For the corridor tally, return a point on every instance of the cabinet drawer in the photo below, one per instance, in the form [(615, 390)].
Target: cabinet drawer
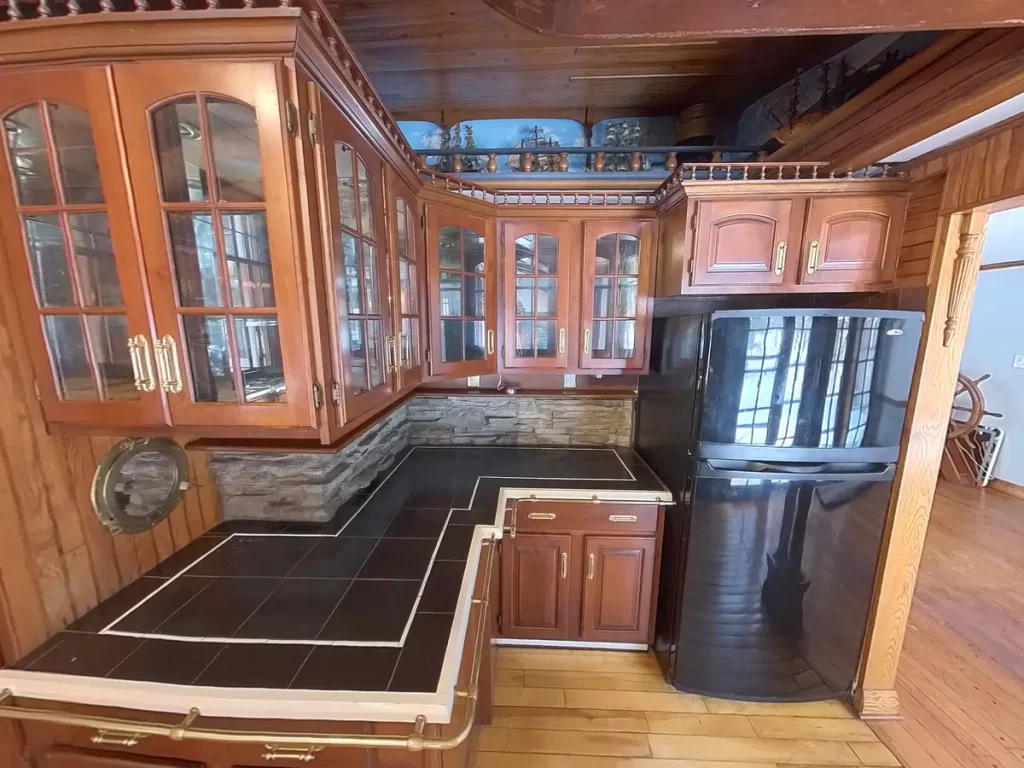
[(584, 517)]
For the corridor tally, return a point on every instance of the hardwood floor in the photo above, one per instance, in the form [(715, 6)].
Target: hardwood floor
[(961, 682), (578, 709), (961, 678)]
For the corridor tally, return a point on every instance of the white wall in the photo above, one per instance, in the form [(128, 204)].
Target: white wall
[(996, 336)]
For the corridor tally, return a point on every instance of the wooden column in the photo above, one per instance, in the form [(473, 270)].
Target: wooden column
[(955, 261)]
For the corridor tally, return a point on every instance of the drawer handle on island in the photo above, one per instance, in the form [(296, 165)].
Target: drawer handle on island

· · · · · · ·

Reproduce the entire listing above verbatim, line by line, and omit the picture from your copy.

For the corridor tally, return a point on every instance of the cabinet drawer in the photo below, one per instance, in the form [(615, 390)].
Target: cabinet drawer
[(584, 517)]
For the corridor tally, return a point on every instance of the hardwood floor in the photo above, one per instance, in the form [(715, 6)].
Target: hardwood floor
[(961, 682), (578, 709), (961, 678)]
For the corridor tally, return a point on every instance of the white wall in the photo above, one per instance, in the form [(128, 204)].
Target: white wall
[(996, 336)]
For the corridor tally, return a point on every instance of the wooden column in the photo above, one per instance, in the form [(473, 270)].
Target: wooden column
[(955, 261)]
For the corridor tally, return a point on every instance of the drawer handle on island in the photo above, one per instance, in the form [(296, 165)].
Target: drawer handle on island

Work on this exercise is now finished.